La demenza senile, quel processo neurodegenerativo dell’encefalo che colpisce le persone anziane e determina una riduzione graduale e irreversibile delle facoltà cognitive, è in drammatico aumento. Attualmente la prevalenza è dell’8% negli ultrasessantacinquenni e supera il 20% dopo gli ottanta anni. In Italia, il numero totale dei pazienti con demenza è stimato in oltre un milione (di cui circa 600.000 con il morbo di Alzheimer) e circa 3 milioni sono le persone direttamente o indirettamente coinvolte nell’assistenza dei loro cari. Ma secondo alcune proiezioni, spiegano dall’Istituto Superiore di Sanità, i casi di demenza potrebbero triplicarsi nei prossimi 30 anni nei paesi occidentali.
L’Organizzazione Mondiale della Sanità l’ha definita una priorità mondiale di salute pubblica. Nel 2010 35,6 milioni di persone risultavano affette da demenza, cifra che nel 2015 ha raggiunto i 46,8 milioni, con stima di raddoppiare (74,7 milioni) nel 2030, e triplicare (131,5 milioni) nel 2050, con ogni anno 7,7 milioni di nuovi casi (1 ogni 4 secondi) e una sopravvivenza media dopo la diagnosi di 4-8-anni.

Dati da esaminare:

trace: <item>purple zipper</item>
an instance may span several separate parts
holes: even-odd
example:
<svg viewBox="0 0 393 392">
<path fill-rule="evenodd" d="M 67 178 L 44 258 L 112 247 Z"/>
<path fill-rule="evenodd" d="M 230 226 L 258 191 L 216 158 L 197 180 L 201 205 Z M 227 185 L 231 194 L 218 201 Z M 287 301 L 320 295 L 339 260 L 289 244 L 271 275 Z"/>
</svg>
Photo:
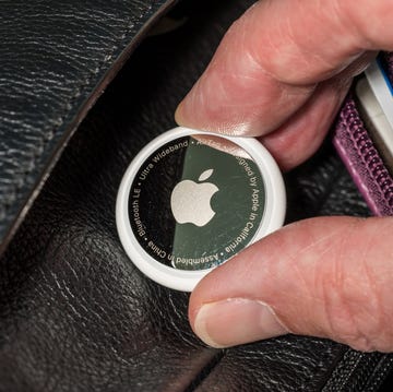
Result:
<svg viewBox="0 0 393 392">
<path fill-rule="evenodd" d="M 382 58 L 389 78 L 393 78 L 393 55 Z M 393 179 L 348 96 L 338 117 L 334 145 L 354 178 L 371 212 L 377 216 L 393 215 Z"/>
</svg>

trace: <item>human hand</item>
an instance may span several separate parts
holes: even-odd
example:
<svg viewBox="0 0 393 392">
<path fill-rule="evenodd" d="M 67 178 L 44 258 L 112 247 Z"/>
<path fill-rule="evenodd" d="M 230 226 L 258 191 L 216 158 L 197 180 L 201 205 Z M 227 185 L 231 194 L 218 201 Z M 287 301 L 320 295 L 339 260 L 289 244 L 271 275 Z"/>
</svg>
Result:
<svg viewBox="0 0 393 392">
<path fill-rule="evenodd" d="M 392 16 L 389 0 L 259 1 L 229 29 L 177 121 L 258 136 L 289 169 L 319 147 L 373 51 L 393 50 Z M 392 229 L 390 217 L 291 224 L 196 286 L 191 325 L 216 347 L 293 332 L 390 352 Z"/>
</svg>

Compito da svolgere:
Secondo il testo sulla demenza senile, quante persone nel mondo avevano la demenza nel 2015? I record non servono per questo lavoro.

Spazio risposta:
46,8 milioni di persone.